* Begin Source document *

Here’s a David Brooks column in The New York Times.

The Minimum-Wage Muddle

Once upon a time there was a near consensus among economists that raising the minimum wage was a bad idea. The market is really good at setting prices on things, whether it is apples or labor. If you raise the price on a worker, employers will hire fewer and you’ll end up hurting the people you meant to help.

Then in 1993 the economists David Card and Alan Krueger looked at fast-food restaurants in New Jersey and Pennsylvania and found that raising the minimum wage gave people more income without hurting employment. A series of studies in Britain buttressed these findings. […]

Some of my Democratic friends are arguing that forcing businesses to raise their minimum wage will not only help low-wage workers; it will actually boost profits, because companies will better retain workers. Some economists have reported that there is no longer any evidence that raising wages will cost jobs.

Unfortunately, that last claim is inaccurate. There are in fact many studies on each side of the issue. David Neumark of the University of California, Irvine and William Wascher of the Federal Reserve have done their own studies and point to dozens of others showing significant job losses.

* End Source document *
* Begin Data provided *

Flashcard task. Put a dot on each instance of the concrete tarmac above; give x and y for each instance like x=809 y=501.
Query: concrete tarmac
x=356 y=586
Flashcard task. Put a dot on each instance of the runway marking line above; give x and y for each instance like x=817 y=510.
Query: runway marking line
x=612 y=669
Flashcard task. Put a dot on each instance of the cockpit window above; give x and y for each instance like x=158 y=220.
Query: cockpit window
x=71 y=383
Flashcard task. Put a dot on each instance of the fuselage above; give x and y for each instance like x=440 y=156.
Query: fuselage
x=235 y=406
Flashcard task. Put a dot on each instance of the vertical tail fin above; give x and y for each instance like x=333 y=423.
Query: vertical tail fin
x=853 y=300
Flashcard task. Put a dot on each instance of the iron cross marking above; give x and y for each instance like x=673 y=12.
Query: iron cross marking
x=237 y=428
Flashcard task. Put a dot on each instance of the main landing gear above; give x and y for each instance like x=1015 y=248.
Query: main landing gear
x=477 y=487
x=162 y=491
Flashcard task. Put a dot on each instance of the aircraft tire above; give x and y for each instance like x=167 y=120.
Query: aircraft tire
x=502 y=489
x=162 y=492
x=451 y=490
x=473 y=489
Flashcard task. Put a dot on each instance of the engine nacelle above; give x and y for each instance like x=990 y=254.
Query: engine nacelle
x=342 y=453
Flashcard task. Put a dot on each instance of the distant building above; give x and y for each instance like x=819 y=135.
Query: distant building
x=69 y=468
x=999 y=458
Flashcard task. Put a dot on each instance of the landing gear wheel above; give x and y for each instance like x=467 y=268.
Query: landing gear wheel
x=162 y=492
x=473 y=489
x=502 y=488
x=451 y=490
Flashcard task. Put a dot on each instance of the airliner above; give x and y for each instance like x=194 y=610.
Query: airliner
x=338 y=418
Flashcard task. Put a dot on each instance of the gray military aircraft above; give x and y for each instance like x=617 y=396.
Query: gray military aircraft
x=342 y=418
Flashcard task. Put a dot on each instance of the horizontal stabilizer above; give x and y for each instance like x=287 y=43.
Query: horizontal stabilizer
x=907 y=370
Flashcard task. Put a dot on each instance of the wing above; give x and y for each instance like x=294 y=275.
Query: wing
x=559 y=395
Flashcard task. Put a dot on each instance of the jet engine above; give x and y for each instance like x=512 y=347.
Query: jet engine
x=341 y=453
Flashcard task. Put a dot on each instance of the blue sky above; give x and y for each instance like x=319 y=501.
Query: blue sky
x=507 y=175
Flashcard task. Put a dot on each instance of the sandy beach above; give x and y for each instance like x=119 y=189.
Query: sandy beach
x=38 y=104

* End Data provided *

= What is needed =
From the minimum-wage column above, give the passage again that begins at the words "Some of my Democratic" and stops after "significant job losses.", and substitute "Republican" for "Democratic".

= Answer below =
Some of my Republican friends are arguing that forcing businesses to raise their minimum wage will not only help low-wage workers; it will actually boost profits, because companies will better retain workers. Some economists have reported that there is no longer any evidence that raising wages will cost jobs.

Unfortunately, that last claim is inaccurate. There are in fact many studies on each side of the issue. David Neumark of the University of California, Irvine and William Wascher of the Federal Reserve have done their own studies and point to dozens of others showing significant job losses.